What to work on.
Convert the lines of data, from the one containing "One dot per instance of the doorway" through the end of the data, inclusive, into a numbered list with blank lines omitted.
### Given information ###
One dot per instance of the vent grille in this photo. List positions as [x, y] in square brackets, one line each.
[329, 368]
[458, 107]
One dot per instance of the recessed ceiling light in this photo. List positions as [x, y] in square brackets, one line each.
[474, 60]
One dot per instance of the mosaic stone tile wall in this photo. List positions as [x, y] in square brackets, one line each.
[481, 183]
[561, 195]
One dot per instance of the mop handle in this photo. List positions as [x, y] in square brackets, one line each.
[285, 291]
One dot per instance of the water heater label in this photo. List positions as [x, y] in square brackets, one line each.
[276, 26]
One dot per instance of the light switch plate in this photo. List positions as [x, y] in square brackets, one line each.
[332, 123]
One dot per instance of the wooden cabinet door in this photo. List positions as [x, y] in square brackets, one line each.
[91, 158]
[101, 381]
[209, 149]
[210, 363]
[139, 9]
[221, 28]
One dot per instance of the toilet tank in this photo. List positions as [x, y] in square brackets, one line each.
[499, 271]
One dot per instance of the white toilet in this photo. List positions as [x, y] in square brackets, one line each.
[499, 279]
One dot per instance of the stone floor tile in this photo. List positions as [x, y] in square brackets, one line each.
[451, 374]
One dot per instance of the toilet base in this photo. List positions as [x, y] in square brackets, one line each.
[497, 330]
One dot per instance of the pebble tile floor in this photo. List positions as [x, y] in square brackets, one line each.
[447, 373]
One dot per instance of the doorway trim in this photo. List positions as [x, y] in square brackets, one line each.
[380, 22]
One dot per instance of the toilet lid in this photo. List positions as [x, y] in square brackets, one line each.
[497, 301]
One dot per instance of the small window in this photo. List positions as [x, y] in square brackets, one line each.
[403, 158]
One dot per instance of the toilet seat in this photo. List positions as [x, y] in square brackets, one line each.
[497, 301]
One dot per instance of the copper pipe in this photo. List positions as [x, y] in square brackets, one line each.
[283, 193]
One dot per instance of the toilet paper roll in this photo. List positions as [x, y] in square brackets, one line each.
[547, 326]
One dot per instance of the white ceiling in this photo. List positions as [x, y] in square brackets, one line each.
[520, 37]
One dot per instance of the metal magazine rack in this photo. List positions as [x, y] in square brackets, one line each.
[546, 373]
###
Output below.
1. One dot per instance of the doorway trim in this photo. List positions as [x, y] in square brackets, one line each.
2. [380, 22]
3. One dot per instance of the toilet lid in this photo. List positions as [x, y] in square brackets, one line each.
4. [497, 301]
5. One dot per instance of the small window in this photo. List positions as [x, y] in square brackets, one line each.
6. [403, 158]
7. One dot per instance of the toilet seat in this photo. List positions as [x, y] in square brackets, one line each.
8. [497, 301]
9. One dot per instance of the copper pipe in this photo. List positions as [x, y] in square brackets, one line each.
10. [283, 193]
11. One dot per instance of the toilet paper roll in this photo. List positions as [x, y] in square brackets, one line each.
12. [547, 326]
13. One dot per instance of the white ceiling in this photo. List positions as [x, y] in square brackets, one line each.
14. [520, 37]
15. One dot per instance of the metal magazine rack in this photo. List positions as [x, y] in square brackets, one line each.
16. [546, 373]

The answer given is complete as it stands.